======== 제시문

# Outline:
1. process concept
2. process scheduling
3. operations on processes
4. Inter-process communication

1. process concept:

process = a program in execution

Process state:

1. new: The process is being created
2. running: Instructions are being executed
3. waiting: The process is waiting for some event to occur (I/O request)
4. ready : The process is waiting to be assigned to a processor
5. terminated : The process

PCB(process control block)

• 프로세스의 모든 정보를 담고 있는 자료구조( process state, program counter, cpu registers, cpu scheduling information, memory-management information , accounting information , i/0 status information 등등)

• context switch가 발생하면:

• 다른 프로세스로 전환될때 실행중이던 process의 모든 정보인 snapshot를 PCB에 저장해놓는다.
• 나중에 이 프로세스의 상태가 ready->running 으로 바뀌어도 PCB의 값을 보고 다시 실행을 이어나갈수있다.

2. Process scheduling:

• Scheduling queue: Process들을 담을 공간
  1. Job queue: 모든 프로세스들의 집합
  2. Ready queue: State가 Ready인 프로세스들의 집합
  3. Device queue: I/O 디바이스를 기다리는 프로세스의 집합
  프로세스들은 다양한 큐 사이를 이동한다.
• Scheduler:
  1. Long-term scheduler(Job scheduler):
     메모리를 어떻게 할당할지를 결정
     어떤 프로세스를 Ready queue에 넣을지 결정
  2. Short-term scheduler(CPU scheduler):
     빠르게 context switching을 해준다.
     Ready queue에서 프로세스를 선택
     concurrently처럼 보이게 해준다.
  3. Medium-term scheduler:
     Swapping을 담당한다.

Context switch:

When CPU switches to another process, the system must
save the state of the old process and
load the saved state for the new process
Context-switch time is a big overhead;

3. Operation on processes

Process creation(fork)
Process termination(exit)

Operation on process

• Resoource sharing options

  child share subset of parent's resources

• Execution options

  Parent and child execute concurrently

  Parent waits until child terminates (wait() 함수를 이용하여)

• Address space

  child duplicates parent's address space

  child has a program loaded into it(exec() 함수를 이용하여)

================

(풀이 문제)
(1) 다음 (a)~(c)가 제시문의 내용과 일치하는지 각각 예 또는 아니요로 답하고, 판단의 근거가 되는 제시문의 구절을 그대로 인용하시오. (a) Swapping을 담당하는 것은 Short-term scheduler이다. (b) Ready queue는 State가 Ready인 프로세스들의 집합이다. (c) context switch가 발생하면 실행 중이던 프로세스의 모든 정보를 PCB에 저장해 둔다.
(2) 제시문에서 "4. ready : The"에서 시작하여 "status information 등등)"에서 끝나는 부분을 한 글자도 바꾸지 말고 옮겨 쓰시오.

======== 발췌 자료

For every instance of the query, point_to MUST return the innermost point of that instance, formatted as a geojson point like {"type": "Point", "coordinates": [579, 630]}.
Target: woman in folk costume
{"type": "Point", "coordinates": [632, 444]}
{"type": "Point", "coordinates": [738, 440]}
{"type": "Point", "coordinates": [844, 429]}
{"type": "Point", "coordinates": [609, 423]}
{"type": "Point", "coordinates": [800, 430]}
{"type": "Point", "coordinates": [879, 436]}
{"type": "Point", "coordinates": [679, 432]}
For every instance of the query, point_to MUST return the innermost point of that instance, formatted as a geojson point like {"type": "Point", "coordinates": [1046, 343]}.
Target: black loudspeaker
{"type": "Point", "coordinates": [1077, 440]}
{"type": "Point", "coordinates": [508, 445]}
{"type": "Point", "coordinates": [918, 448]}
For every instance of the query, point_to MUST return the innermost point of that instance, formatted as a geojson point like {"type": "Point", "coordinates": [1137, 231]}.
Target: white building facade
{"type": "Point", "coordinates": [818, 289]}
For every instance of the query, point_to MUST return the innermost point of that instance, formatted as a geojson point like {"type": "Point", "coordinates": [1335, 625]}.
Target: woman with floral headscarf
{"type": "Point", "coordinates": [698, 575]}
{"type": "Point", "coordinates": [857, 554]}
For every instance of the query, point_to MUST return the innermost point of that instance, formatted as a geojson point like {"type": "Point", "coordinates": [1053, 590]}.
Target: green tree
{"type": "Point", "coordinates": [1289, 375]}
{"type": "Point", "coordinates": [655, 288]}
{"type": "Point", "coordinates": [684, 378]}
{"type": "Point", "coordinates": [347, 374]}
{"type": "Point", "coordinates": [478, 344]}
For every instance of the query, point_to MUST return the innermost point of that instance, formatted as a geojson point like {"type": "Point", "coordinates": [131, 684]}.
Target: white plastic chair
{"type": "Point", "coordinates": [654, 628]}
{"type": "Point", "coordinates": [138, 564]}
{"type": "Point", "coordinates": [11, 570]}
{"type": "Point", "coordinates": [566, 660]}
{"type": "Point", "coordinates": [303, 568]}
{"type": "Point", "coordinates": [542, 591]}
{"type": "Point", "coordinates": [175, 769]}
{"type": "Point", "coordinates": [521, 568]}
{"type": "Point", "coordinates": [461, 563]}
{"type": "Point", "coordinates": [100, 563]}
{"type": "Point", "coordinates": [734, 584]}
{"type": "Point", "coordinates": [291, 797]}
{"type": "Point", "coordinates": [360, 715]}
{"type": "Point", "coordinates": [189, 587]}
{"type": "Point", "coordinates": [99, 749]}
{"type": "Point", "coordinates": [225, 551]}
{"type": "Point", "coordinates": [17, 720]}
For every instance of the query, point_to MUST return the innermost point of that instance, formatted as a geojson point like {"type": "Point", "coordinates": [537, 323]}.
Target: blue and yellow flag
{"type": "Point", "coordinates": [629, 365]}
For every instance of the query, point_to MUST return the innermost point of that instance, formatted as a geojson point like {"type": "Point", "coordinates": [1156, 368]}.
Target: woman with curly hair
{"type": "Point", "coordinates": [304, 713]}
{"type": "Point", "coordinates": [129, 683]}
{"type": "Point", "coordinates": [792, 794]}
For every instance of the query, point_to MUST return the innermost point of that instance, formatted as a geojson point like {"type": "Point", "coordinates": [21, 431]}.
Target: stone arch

================

(모범 답안)
(1)
(a) 아니요. "Medium-term scheduler:", "Swapping을 담당한다."
(b) 예. "Ready queue: State가 Ready인 프로세스들의 집합"
(c) 예. "다른 프로세스로 전환될때 실행중이던 process의 모든 정보인 snapshot를 PCB에 저장해놓는다."

(2)
4. ready : The process is waiting to be assigned to a processor
5. terminated : The process

PCB(process control block)

• 프로세스의 모든 정보를 담고 있는 자료구조( process state, program counter, cpu registers, cpu scheduling information, memory-management information , accounting information , i/0 status information 등등)